# EXERCISE PROMPT
What is the number of lines in the entries that contain the word "darker"? Answer with that figure alone.

BEGIN TASK INPUTS

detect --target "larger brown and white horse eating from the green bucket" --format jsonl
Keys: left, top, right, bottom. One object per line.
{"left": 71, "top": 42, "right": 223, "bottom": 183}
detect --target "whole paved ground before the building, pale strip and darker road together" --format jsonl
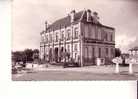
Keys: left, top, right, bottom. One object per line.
{"left": 12, "top": 65, "right": 138, "bottom": 81}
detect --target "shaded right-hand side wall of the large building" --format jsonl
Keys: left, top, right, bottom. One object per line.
{"left": 81, "top": 23, "right": 115, "bottom": 65}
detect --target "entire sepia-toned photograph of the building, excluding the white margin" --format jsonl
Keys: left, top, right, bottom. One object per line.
{"left": 11, "top": 0, "right": 138, "bottom": 81}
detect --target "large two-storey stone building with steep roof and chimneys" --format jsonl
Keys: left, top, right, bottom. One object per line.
{"left": 40, "top": 9, "right": 115, "bottom": 66}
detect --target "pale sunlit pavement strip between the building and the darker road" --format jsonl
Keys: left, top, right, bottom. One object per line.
{"left": 14, "top": 64, "right": 138, "bottom": 74}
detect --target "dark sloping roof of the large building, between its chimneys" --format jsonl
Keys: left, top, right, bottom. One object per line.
{"left": 47, "top": 10, "right": 114, "bottom": 31}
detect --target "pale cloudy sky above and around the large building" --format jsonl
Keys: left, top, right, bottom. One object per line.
{"left": 12, "top": 0, "right": 138, "bottom": 52}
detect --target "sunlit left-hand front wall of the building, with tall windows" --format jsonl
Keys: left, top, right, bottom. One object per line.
{"left": 41, "top": 24, "right": 80, "bottom": 62}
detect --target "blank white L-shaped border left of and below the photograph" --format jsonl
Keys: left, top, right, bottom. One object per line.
{"left": 0, "top": 1, "right": 137, "bottom": 99}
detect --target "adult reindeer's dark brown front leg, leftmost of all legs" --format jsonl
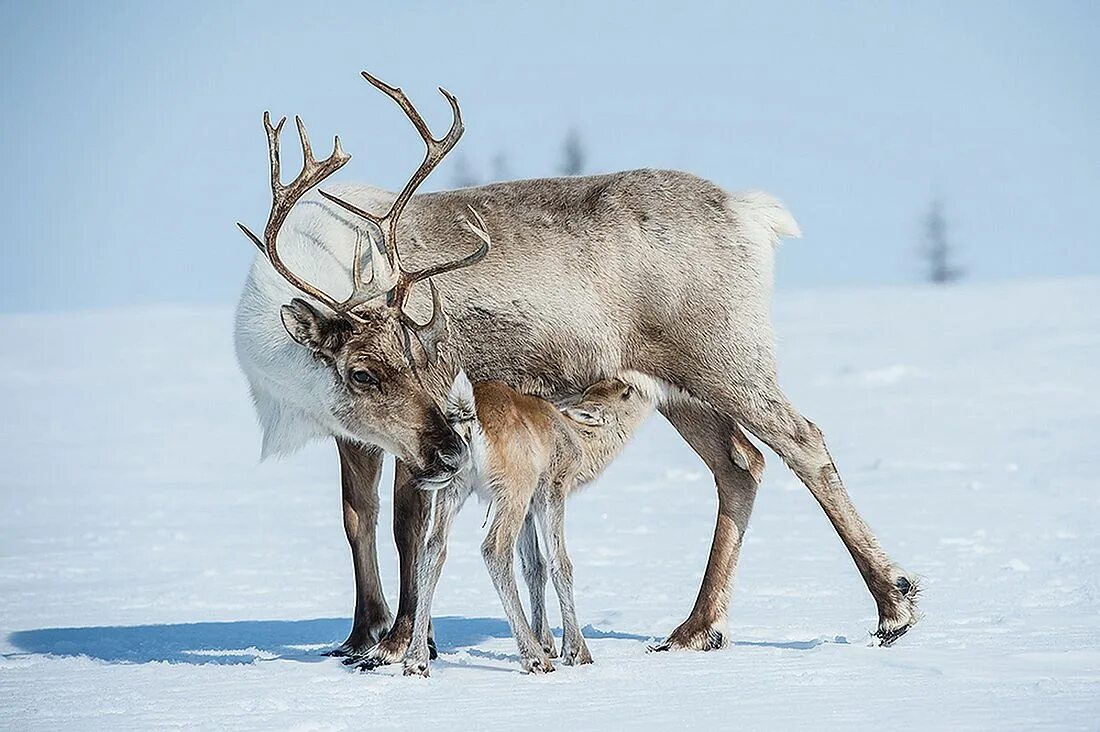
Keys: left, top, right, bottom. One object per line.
{"left": 328, "top": 439, "right": 391, "bottom": 656}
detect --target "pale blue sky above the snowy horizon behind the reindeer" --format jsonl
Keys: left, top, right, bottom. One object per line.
{"left": 0, "top": 0, "right": 1100, "bottom": 310}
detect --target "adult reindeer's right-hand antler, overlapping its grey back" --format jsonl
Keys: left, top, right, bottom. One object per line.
{"left": 320, "top": 72, "right": 491, "bottom": 310}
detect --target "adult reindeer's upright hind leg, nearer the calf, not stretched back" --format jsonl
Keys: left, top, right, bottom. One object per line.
{"left": 655, "top": 401, "right": 763, "bottom": 651}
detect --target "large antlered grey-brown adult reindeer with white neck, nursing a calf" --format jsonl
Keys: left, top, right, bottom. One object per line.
{"left": 237, "top": 72, "right": 916, "bottom": 666}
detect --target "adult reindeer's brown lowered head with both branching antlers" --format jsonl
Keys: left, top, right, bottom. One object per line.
{"left": 238, "top": 72, "right": 492, "bottom": 478}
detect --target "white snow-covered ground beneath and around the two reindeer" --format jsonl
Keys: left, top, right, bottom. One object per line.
{"left": 0, "top": 280, "right": 1100, "bottom": 730}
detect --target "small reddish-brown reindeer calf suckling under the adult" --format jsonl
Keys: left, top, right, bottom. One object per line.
{"left": 405, "top": 372, "right": 656, "bottom": 676}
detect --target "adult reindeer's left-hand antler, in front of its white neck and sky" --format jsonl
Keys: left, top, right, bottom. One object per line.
{"left": 237, "top": 112, "right": 391, "bottom": 317}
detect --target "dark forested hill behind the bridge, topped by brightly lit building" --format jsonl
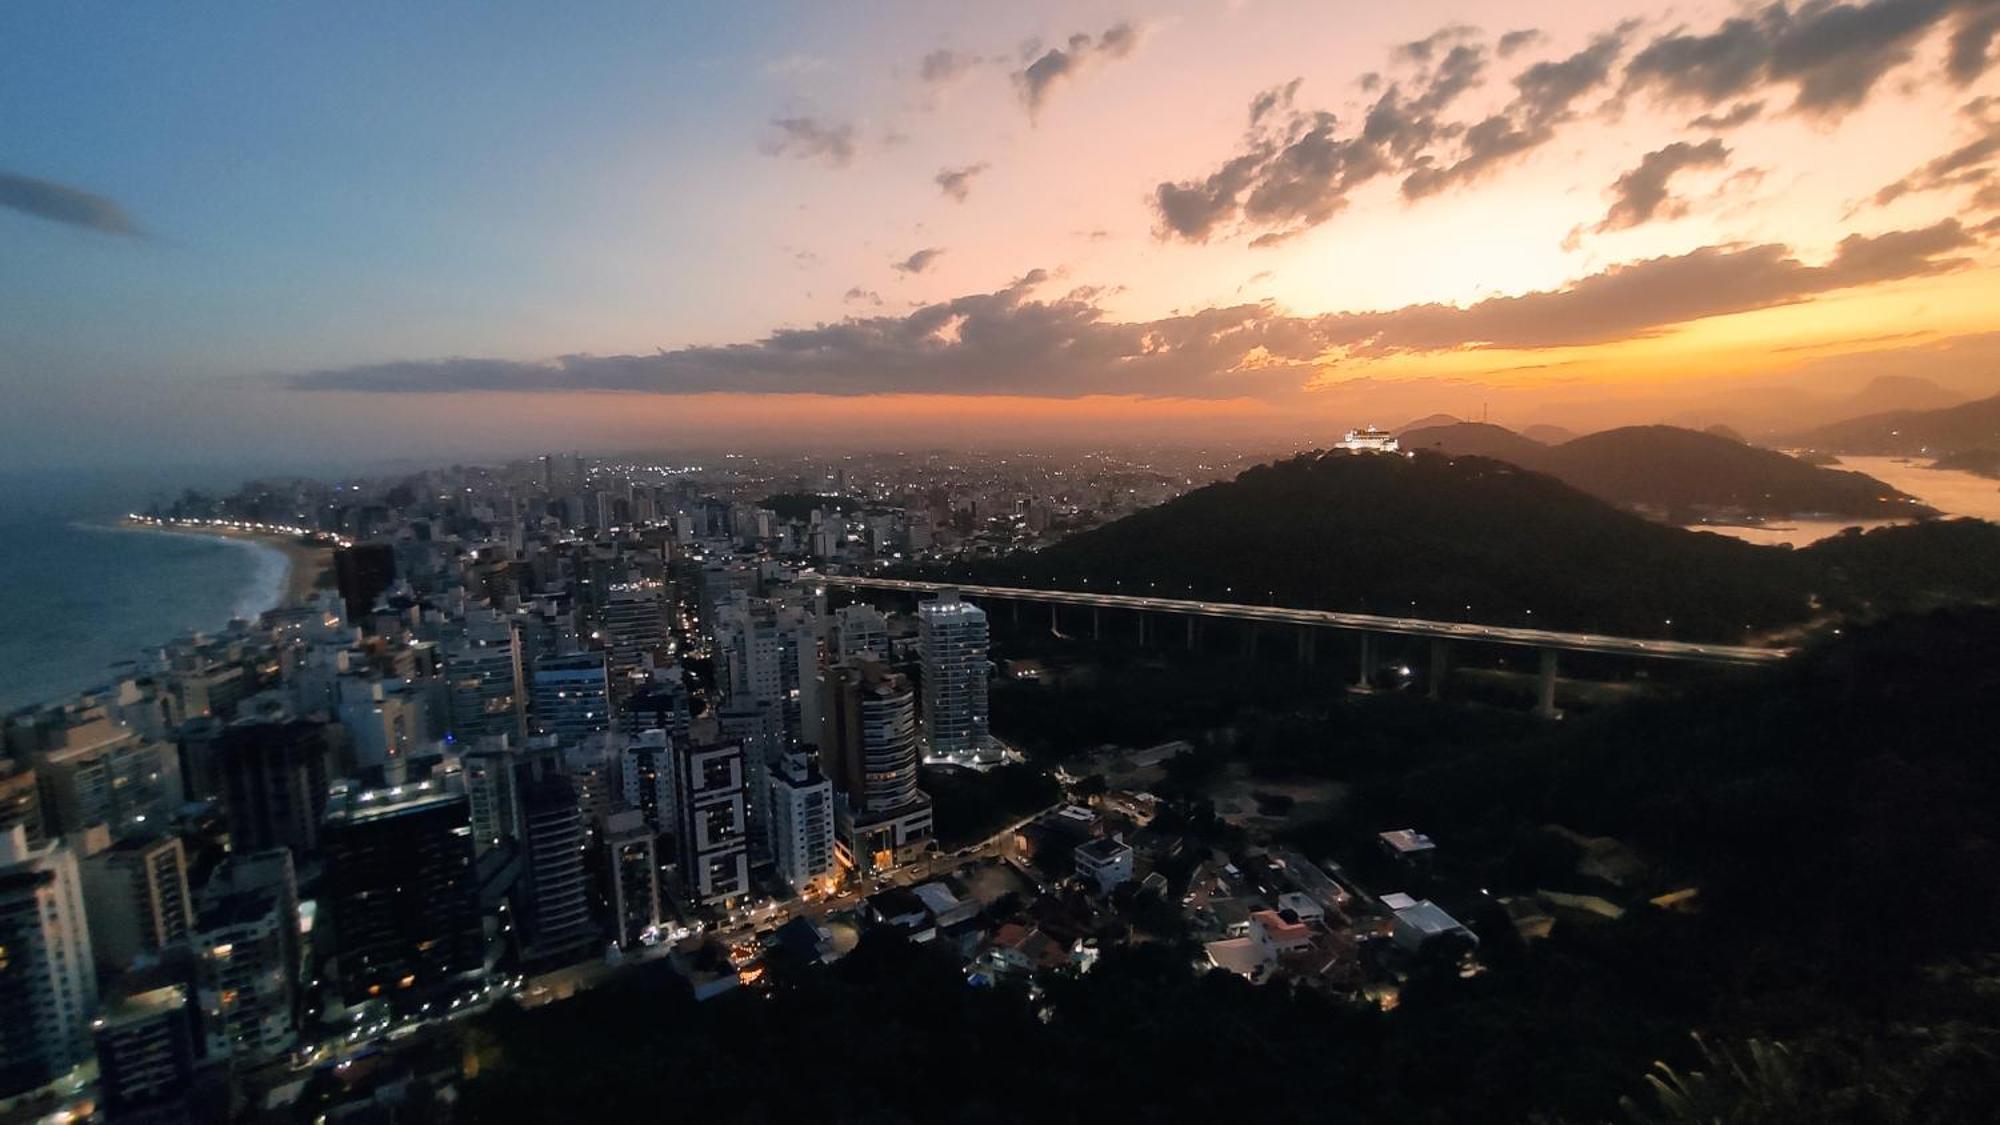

END TASK INPUTS

# TASK RESULT
2